▶ **Texte à lire**:

>>>>>

Frank, vous êtes l’inventeur du terme de pop démocratie qui vous avait valu, il y a trente ans déjà, l’incompréhension de beaucoup d’observateurs de la vie publique. En deux mots on vous accusait de manquer de respect à l’égard de l’idée républicaine et de vouloir faire de la démocratie un jeu de téléréalité populaire, voire populiste. Vous comprenez ces critiques aujourd’hui ?

Encore moins aujourd’hui qu’hier puisque nous avons réussi avec le mouvement des pop démocrates à redonner goût à la chose publique à beaucoup de jeunes, ce dont je suis très fier. J’ai retrouvé une tribune en préparant notre entretien que j’avais écrite avec Aurélien Taché en 2022. Nous y relevions le paradoxe que les responsables politiques ne voulaient pas voir : « Les solutions institutionnelles appellent à plus de représentation dans un monde où le citoyen n’a plus confiance dans ses représentants ». Nous écrivions que ce paradoxe était intenable et nous avions raison, hélas. C’était avant les élections de 2027 de triste mémoire. Ce qu’on avait prédit et redouté pendant des années s’était enfin produit. La droite populiste avait gagné les élections. J’avais écrit un petit livre en 2023 avec des pistes pour redonner de la force à l’idée démocratique, pour la sortir du piège où on s’obstinait à l’enfermer en ne prenant pas en compte la capacité des citoyens à s’intéresser à la démocratie. Ce petit livre appelait à s’y intéresser autrement que par la seule voie de l’élection ou du référendum. Il a fallu le choc de 2027 pour qu’enfin un mouvement d’ampleur émerge dans la société civile. Ce que j’avais préconisé dans mon livre, on a été très nombreux à s’en saisir pour installer partout des corners démocratiques qui ont préfiguré nos « places publiques » d’aujourd’hui.

<<<<<

▶ **Consigne**: Recopiez sans rien changer le passage de l'entretien sur la pop démocratie qui va de « Frank, vous êtes » à « critiques aujourd’hui ? ». Les lignes placées ensuite ne jouent aucun rôle ici.

▶ **Extrait de données**:

>>>>>

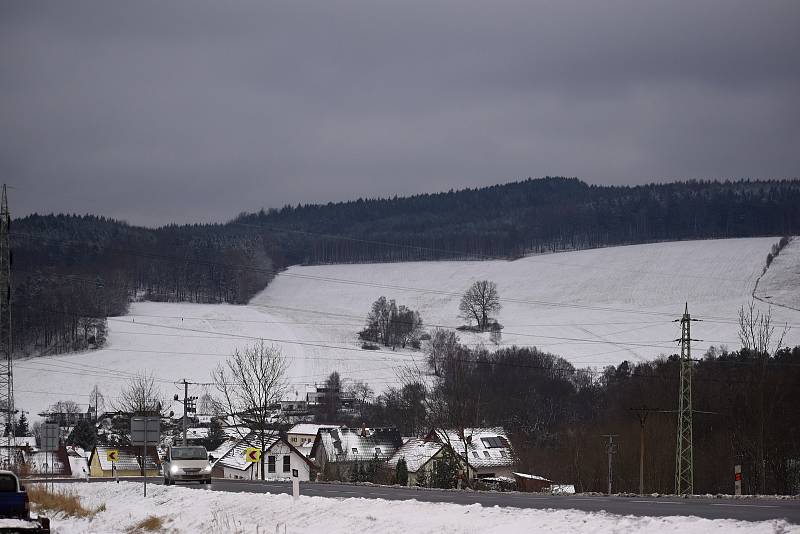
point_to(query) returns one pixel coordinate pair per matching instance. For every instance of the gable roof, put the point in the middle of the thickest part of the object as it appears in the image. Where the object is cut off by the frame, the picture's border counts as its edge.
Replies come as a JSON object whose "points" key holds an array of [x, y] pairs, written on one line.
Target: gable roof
{"points": [[485, 447], [128, 458], [235, 456], [350, 445], [417, 452], [55, 462], [308, 428]]}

<<<<<

▶ **Corrigé**:
Frank, vous êtes l’inventeur du terme de pop démocratie qui vous avait valu, il y a trente ans déjà, l’incompréhension de beaucoup d’observateurs de la vie publique. En deux mots on vous accusait de manquer de respect à l’égard de l’idée républicaine et de vouloir faire de la démocratie un jeu de téléréalité populaire, voire populiste. Vous comprenez ces critiques aujourd’hui ?